**Instructions for the task:**
The answer must be an exact printing of every record below, with the pictures omitted.

**** Study material ****

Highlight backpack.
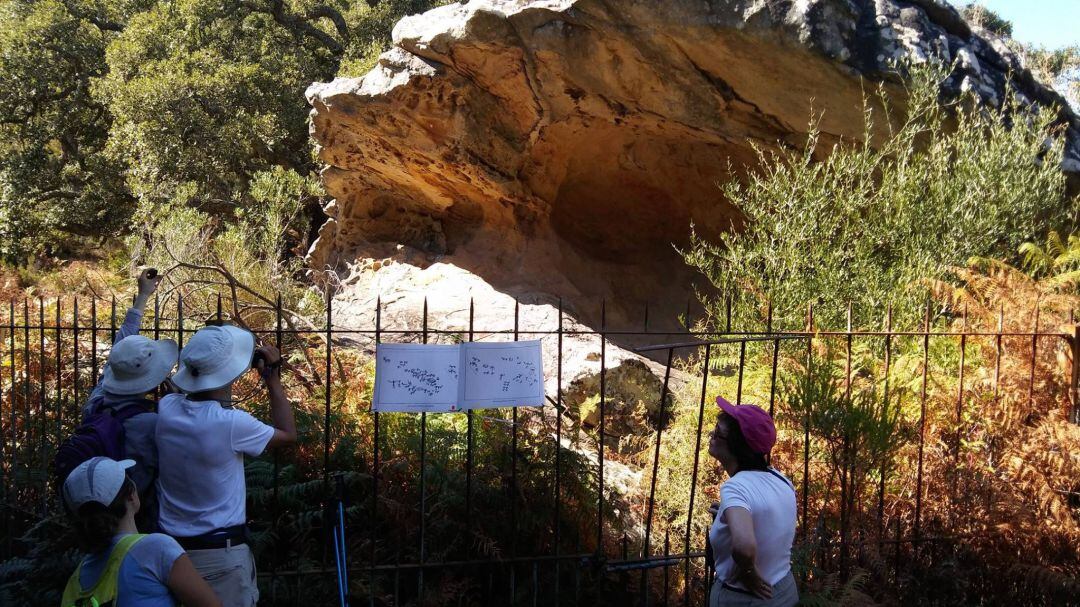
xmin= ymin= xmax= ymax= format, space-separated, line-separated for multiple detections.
xmin=60 ymin=534 xmax=146 ymax=607
xmin=53 ymin=405 xmax=147 ymax=488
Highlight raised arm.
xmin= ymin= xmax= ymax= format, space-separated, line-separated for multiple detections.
xmin=723 ymin=506 xmax=773 ymax=600
xmin=255 ymin=345 xmax=297 ymax=449
xmin=115 ymin=268 xmax=162 ymax=344
xmin=84 ymin=268 xmax=164 ymax=417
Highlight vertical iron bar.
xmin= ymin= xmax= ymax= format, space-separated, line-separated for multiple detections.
xmin=1069 ymin=322 xmax=1080 ymax=424
xmin=0 ymin=301 xmax=6 ymax=503
xmin=54 ymin=300 xmax=62 ymax=450
xmin=768 ymin=338 xmax=780 ymax=418
xmin=38 ymin=298 xmax=46 ymax=511
xmin=152 ymin=295 xmax=160 ymax=401
xmin=683 ymin=343 xmax=710 ymax=607
xmin=845 ymin=303 xmax=853 ymax=392
xmin=324 ymin=293 xmax=333 ymax=479
xmin=323 ymin=291 xmax=333 ymax=602
xmin=1027 ymin=305 xmax=1040 ymax=408
xmin=993 ymin=304 xmax=1004 ymax=401
xmin=988 ymin=304 xmax=1003 ymax=523
xmin=641 ymin=348 xmax=674 ymax=602
xmin=91 ymin=298 xmax=98 ymax=382
xmin=511 ymin=298 xmax=520 ymax=558
xmin=801 ymin=304 xmax=813 ymax=544
xmin=10 ymin=300 xmax=18 ymax=504
xmin=735 ymin=341 xmax=746 ymax=405
xmin=177 ymin=295 xmax=185 ymax=350
xmin=73 ymin=297 xmax=79 ymax=409
xmin=370 ymin=297 xmax=381 ymax=607
xmin=839 ymin=304 xmax=853 ymax=580
xmin=877 ymin=306 xmax=892 ymax=552
xmin=110 ymin=296 xmax=116 ymax=343
xmin=1 ymin=301 xmax=8 ymax=552
xmin=554 ymin=297 xmax=563 ymax=605
xmin=597 ymin=300 xmax=607 ymax=555
xmin=271 ymin=294 xmax=281 ymax=602
xmin=914 ymin=301 xmax=930 ymax=542
xmin=22 ymin=300 xmax=30 ymax=507
xmin=465 ymin=298 xmax=475 ymax=550
xmin=953 ymin=307 xmax=967 ymax=524
xmin=418 ymin=297 xmax=428 ymax=604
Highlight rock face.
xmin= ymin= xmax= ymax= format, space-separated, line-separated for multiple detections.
xmin=306 ymin=0 xmax=1080 ymax=337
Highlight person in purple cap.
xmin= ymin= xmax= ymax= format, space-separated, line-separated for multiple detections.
xmin=706 ymin=396 xmax=798 ymax=606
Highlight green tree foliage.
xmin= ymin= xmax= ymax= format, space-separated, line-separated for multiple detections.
xmin=683 ymin=64 xmax=1076 ymax=330
xmin=0 ymin=0 xmax=130 ymax=259
xmin=1019 ymin=230 xmax=1080 ymax=290
xmin=0 ymin=0 xmax=445 ymax=263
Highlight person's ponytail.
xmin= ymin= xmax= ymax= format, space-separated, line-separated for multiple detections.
xmin=71 ymin=479 xmax=134 ymax=554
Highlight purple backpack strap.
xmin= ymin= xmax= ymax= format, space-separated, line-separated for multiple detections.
xmin=109 ymin=403 xmax=149 ymax=423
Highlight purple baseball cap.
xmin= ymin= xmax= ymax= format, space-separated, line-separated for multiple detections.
xmin=716 ymin=396 xmax=777 ymax=455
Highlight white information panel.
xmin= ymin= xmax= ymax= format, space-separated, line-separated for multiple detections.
xmin=372 ymin=344 xmax=461 ymax=412
xmin=372 ymin=341 xmax=545 ymax=413
xmin=460 ymin=341 xmax=545 ymax=410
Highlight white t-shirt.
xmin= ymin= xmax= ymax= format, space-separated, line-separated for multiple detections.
xmin=708 ymin=468 xmax=797 ymax=588
xmin=154 ymin=394 xmax=275 ymax=536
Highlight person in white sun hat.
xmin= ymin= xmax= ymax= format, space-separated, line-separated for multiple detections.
xmin=155 ymin=323 xmax=297 ymax=607
xmin=78 ymin=268 xmax=176 ymax=533
xmin=60 ymin=457 xmax=221 ymax=607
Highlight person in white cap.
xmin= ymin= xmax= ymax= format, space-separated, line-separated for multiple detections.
xmin=80 ymin=268 xmax=176 ymax=532
xmin=60 ymin=456 xmax=221 ymax=607
xmin=155 ymin=324 xmax=296 ymax=607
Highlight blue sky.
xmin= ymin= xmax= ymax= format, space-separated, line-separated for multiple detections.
xmin=950 ymin=1 xmax=1079 ymax=49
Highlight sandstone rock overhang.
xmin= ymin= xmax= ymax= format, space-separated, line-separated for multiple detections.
xmin=306 ymin=0 xmax=1080 ymax=333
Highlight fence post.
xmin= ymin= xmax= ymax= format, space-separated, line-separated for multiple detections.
xmin=1070 ymin=324 xmax=1080 ymax=425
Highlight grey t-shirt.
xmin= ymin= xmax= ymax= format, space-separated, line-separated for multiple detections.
xmin=78 ymin=533 xmax=184 ymax=606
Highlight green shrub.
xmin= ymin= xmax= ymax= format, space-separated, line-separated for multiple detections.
xmin=683 ymin=63 xmax=1076 ymax=331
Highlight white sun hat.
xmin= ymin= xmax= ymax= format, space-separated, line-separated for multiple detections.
xmin=101 ymin=335 xmax=178 ymax=395
xmin=62 ymin=457 xmax=135 ymax=511
xmin=172 ymin=324 xmax=256 ymax=393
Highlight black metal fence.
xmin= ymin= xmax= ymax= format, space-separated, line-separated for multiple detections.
xmin=0 ymin=293 xmax=1077 ymax=606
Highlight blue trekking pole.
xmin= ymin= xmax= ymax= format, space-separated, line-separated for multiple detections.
xmin=333 ymin=473 xmax=350 ymax=607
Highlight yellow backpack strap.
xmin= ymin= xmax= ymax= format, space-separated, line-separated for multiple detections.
xmin=60 ymin=534 xmax=148 ymax=607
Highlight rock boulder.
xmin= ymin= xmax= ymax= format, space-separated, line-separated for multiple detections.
xmin=306 ymin=0 xmax=1080 ymax=338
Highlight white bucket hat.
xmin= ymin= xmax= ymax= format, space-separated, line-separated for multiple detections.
xmin=62 ymin=457 xmax=135 ymax=511
xmin=172 ymin=325 xmax=256 ymax=393
xmin=101 ymin=335 xmax=178 ymax=395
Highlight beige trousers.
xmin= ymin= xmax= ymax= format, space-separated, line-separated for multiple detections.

****

**Exercise answer:**
Highlight backpack.
xmin= ymin= xmax= ymax= format, space-separated, line-separated for multiple detections.
xmin=60 ymin=534 xmax=146 ymax=607
xmin=53 ymin=405 xmax=147 ymax=488
Highlight raised arm.
xmin= ymin= xmax= ymax= format, space-separated, line-separated for multiple detections.
xmin=723 ymin=506 xmax=773 ymax=600
xmin=255 ymin=345 xmax=297 ymax=449
xmin=115 ymin=268 xmax=162 ymax=344
xmin=84 ymin=268 xmax=164 ymax=417
Highlight vertical iron bar.
xmin= ymin= xmax= ymax= format, space-separated, line-separated for multiple detections.
xmin=1069 ymin=322 xmax=1080 ymax=424
xmin=0 ymin=301 xmax=6 ymax=503
xmin=54 ymin=300 xmax=62 ymax=450
xmin=768 ymin=338 xmax=780 ymax=418
xmin=38 ymin=298 xmax=46 ymax=511
xmin=152 ymin=295 xmax=160 ymax=401
xmin=683 ymin=343 xmax=710 ymax=607
xmin=845 ymin=303 xmax=853 ymax=392
xmin=324 ymin=293 xmax=333 ymax=479
xmin=323 ymin=291 xmax=333 ymax=602
xmin=1027 ymin=305 xmax=1040 ymax=408
xmin=993 ymin=304 xmax=1004 ymax=401
xmin=988 ymin=304 xmax=1003 ymax=523
xmin=641 ymin=348 xmax=674 ymax=602
xmin=91 ymin=298 xmax=98 ymax=382
xmin=511 ymin=298 xmax=520 ymax=558
xmin=801 ymin=304 xmax=813 ymax=544
xmin=10 ymin=300 xmax=18 ymax=504
xmin=735 ymin=341 xmax=746 ymax=405
xmin=177 ymin=295 xmax=185 ymax=350
xmin=73 ymin=297 xmax=79 ymax=409
xmin=370 ymin=297 xmax=381 ymax=607
xmin=839 ymin=304 xmax=853 ymax=580
xmin=877 ymin=306 xmax=892 ymax=552
xmin=110 ymin=296 xmax=116 ymax=343
xmin=1 ymin=301 xmax=8 ymax=552
xmin=554 ymin=297 xmax=563 ymax=605
xmin=597 ymin=300 xmax=607 ymax=555
xmin=271 ymin=294 xmax=281 ymax=602
xmin=914 ymin=301 xmax=930 ymax=542
xmin=22 ymin=300 xmax=30 ymax=507
xmin=465 ymin=298 xmax=475 ymax=550
xmin=953 ymin=307 xmax=967 ymax=524
xmin=418 ymin=297 xmax=428 ymax=604
Highlight rock face.
xmin= ymin= xmax= ymax= format, space-separated, line-separated for multiple detections.
xmin=306 ymin=0 xmax=1080 ymax=337
Highlight person in purple cap.
xmin= ymin= xmax= ymax= format, space-separated, line-separated for multiple detections.
xmin=706 ymin=396 xmax=798 ymax=606
Highlight green tree foliage.
xmin= ymin= xmax= ymax= format, space-separated, line-separated for multiple detections.
xmin=683 ymin=64 xmax=1076 ymax=330
xmin=0 ymin=0 xmax=130 ymax=259
xmin=1019 ymin=230 xmax=1080 ymax=290
xmin=0 ymin=0 xmax=445 ymax=263
Highlight person's ponytail.
xmin= ymin= xmax= ymax= format, space-separated, line-separated for multiple detections.
xmin=71 ymin=479 xmax=134 ymax=554
Highlight purple backpack strap.
xmin= ymin= xmax= ymax= format, space-separated, line-separated for multiple detections.
xmin=109 ymin=403 xmax=149 ymax=423
Highlight purple baseball cap.
xmin= ymin= xmax= ymax= format, space-separated, line-separated for multiple detections.
xmin=716 ymin=396 xmax=777 ymax=455
Highlight white information panel.
xmin= ymin= xmax= ymax= format, space-separated, line-separated for multiple detections.
xmin=372 ymin=344 xmax=461 ymax=412
xmin=372 ymin=341 xmax=545 ymax=413
xmin=460 ymin=341 xmax=545 ymax=410
Highlight white t-shirt.
xmin= ymin= xmax= ymax= format, space-separated, line-separated for multiple detections.
xmin=708 ymin=468 xmax=797 ymax=588
xmin=154 ymin=394 xmax=275 ymax=536
Highlight person in white sun hat.
xmin= ymin= xmax= ymax= format, space-separated, line-separated for multiple detections.
xmin=155 ymin=323 xmax=297 ymax=607
xmin=78 ymin=268 xmax=176 ymax=533
xmin=60 ymin=457 xmax=221 ymax=607
Highlight person in white cap.
xmin= ymin= xmax= ymax= format, space-separated, line-separated for multiple detections.
xmin=80 ymin=268 xmax=176 ymax=532
xmin=60 ymin=456 xmax=221 ymax=607
xmin=155 ymin=324 xmax=296 ymax=607
Highlight blue sky.
xmin= ymin= xmax= ymax= format, space-separated, line-separated for multiple detections.
xmin=950 ymin=1 xmax=1079 ymax=49
Highlight sandstone rock overhang.
xmin= ymin= xmax= ymax= format, space-separated, line-separated for multiple detections.
xmin=306 ymin=0 xmax=1080 ymax=333
Highlight fence post.
xmin= ymin= xmax= ymax= format, space-separated, line-separated for multiple detections.
xmin=1070 ymin=324 xmax=1080 ymax=425
Highlight grey t-shirt.
xmin= ymin= xmax= ymax= format, space-separated, line-separated for multiple detections.
xmin=78 ymin=533 xmax=184 ymax=606
Highlight green shrub.
xmin= ymin= xmax= ymax= format, space-separated, line-separated for multiple detections.
xmin=683 ymin=63 xmax=1076 ymax=331
Highlight white sun hat.
xmin= ymin= xmax= ymax= format, space-separated, line-separated for multiple detections.
xmin=101 ymin=335 xmax=178 ymax=395
xmin=62 ymin=457 xmax=135 ymax=511
xmin=172 ymin=324 xmax=256 ymax=393
Highlight black metal fence.
xmin= ymin= xmax= ymax= format, space-separated, line-separated for multiple detections.
xmin=0 ymin=293 xmax=1077 ymax=606
Highlight blue trekking pole.
xmin= ymin= xmax= ymax= format, space-separated, line-separated for multiple detections.
xmin=333 ymin=473 xmax=350 ymax=607
Highlight yellow backpack strap.
xmin= ymin= xmax= ymax= format, space-separated, line-separated for multiple detections.
xmin=60 ymin=534 xmax=148 ymax=607
Highlight rock boulder.
xmin= ymin= xmax= ymax= format, space-separated, line-separated for multiple detections.
xmin=306 ymin=0 xmax=1080 ymax=338
Highlight white bucket hat.
xmin= ymin= xmax= ymax= format, space-separated, line-separated for multiple detections.
xmin=62 ymin=457 xmax=135 ymax=511
xmin=172 ymin=325 xmax=256 ymax=393
xmin=101 ymin=335 xmax=178 ymax=395
Highlight beige trousers.
xmin= ymin= xmax= ymax= format, space-separated, line-separated for multiple detections.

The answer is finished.